GIVEN PROBLEM: Please return, word for word, the stretch of the college reflection from "Coming from my" through "restart my life.".

TEXT PASSAGE:

○ ○ ○ ○ ○ ○ ○

What I could say….

I could say that I have so much on my plate this semester that I should just give up and drop out….but as i’m sitting at my desk, rubbing my temples as i’m trying to analyse poems for my class on Monday, I remember how lucky I truly am.

Coming from my past, I probably shouldn’t have been given the chances I have. I was a stubborn high schooler who couldn’t have cared less about my education. I built up the idea that somehow I was going to be successful, yet I was doing nothing to achieve progress toward that goal.

Flash forward to college, where I realized that no one was going to hold my hand, I needed to take the reins and push myself forward in order to do well in school and in life. So I studied my butt off to prove myself worthy to restart my life.

From there I just became more aware of how blessed I truly am. I was given the gift of the Disney College Program at 18 years old and living on your own for 6 months in a city that you know nothing about, is enough to make you inevitably grow up quickly. After all my experiences in Florida, I was determined to make something of my life.

○ ○ ○ ○ ○ ○ ○

RECORD EXCERPTS:

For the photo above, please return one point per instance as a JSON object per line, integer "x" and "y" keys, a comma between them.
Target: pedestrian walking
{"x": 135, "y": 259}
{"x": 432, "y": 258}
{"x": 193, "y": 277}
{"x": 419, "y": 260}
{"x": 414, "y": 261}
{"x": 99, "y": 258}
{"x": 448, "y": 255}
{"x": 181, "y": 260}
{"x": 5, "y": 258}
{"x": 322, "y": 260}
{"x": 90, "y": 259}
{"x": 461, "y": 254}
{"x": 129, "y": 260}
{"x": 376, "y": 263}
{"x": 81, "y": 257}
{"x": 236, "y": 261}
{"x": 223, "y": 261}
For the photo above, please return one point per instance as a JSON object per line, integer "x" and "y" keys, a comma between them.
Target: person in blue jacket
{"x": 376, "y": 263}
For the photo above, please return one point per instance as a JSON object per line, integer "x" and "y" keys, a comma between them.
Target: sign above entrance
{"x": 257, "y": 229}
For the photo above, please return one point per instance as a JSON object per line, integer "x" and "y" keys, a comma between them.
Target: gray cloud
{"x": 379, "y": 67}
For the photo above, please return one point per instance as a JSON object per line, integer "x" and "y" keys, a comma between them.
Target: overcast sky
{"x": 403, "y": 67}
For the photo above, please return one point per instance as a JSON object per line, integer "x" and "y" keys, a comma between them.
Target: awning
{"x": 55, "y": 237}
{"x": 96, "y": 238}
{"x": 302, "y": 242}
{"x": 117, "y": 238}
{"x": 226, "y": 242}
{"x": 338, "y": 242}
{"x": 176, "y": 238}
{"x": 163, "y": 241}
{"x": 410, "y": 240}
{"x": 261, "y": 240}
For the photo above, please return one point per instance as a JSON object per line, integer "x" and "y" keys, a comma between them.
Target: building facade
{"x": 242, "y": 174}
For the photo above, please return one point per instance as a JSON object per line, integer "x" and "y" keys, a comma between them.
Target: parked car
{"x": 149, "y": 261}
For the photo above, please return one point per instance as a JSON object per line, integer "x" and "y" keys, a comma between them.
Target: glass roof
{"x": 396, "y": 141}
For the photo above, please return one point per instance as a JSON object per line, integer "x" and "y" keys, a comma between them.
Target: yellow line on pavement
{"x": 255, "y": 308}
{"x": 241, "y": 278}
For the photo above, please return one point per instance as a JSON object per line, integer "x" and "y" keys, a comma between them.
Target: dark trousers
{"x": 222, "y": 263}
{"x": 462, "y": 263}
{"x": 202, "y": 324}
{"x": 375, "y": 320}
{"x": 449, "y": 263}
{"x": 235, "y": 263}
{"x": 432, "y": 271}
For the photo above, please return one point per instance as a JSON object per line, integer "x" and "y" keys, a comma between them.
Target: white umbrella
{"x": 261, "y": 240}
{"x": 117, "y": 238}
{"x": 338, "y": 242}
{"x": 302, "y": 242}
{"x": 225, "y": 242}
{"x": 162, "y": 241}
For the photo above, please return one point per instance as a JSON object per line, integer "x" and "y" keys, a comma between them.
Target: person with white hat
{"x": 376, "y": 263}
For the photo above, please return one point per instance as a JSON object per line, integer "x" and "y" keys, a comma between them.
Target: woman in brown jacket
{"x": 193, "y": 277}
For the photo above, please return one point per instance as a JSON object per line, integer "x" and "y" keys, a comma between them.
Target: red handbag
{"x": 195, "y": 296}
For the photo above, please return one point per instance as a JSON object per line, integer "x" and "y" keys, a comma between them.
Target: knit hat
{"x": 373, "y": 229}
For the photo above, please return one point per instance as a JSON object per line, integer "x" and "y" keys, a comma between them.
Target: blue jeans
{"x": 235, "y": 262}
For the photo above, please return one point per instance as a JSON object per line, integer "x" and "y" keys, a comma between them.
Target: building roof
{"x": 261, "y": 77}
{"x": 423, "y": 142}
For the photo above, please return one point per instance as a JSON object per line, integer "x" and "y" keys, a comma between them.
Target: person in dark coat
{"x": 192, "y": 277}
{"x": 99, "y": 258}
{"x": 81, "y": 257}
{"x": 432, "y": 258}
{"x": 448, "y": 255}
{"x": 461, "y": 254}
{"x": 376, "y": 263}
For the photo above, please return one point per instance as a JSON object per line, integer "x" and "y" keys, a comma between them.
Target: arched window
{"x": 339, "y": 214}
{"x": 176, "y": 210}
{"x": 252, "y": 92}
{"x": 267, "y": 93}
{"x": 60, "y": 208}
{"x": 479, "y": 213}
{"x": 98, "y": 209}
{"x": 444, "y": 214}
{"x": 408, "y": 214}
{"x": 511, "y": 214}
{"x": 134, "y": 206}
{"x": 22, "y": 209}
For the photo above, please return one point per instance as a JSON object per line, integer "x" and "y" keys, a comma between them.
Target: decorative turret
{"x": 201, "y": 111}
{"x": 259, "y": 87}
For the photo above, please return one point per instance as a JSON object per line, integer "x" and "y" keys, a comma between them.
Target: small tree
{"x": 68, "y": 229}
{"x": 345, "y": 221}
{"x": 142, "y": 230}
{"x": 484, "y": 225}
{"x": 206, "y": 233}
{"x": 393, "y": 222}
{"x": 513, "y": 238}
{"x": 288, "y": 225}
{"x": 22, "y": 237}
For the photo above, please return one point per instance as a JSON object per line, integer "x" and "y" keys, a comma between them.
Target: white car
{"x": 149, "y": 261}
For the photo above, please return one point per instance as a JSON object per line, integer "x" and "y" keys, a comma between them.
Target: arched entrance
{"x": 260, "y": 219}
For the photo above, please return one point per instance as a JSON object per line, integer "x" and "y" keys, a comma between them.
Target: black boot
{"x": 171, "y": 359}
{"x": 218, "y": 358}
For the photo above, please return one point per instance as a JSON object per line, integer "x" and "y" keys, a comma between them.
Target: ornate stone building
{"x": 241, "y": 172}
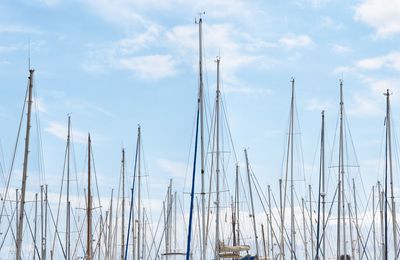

○ ○ ○ ○ ○ ○ ○

SOLUTION FOR THIS PROBLEM:
Coming from my past, I probably shouldn’t have been given the chances I have. I was a stubborn high schooler who couldn’t have cared less about my education. I built up the idea that somehow I was going to be successful, yet I was doing nothing to achieve progress toward that goal.

Flash forward to college, where I realized that no one was going to hold my hand, I needed to take the reins and push myself forward in order to do well in school and in life. So I studied my butt off to prove myself worthy to restart my life.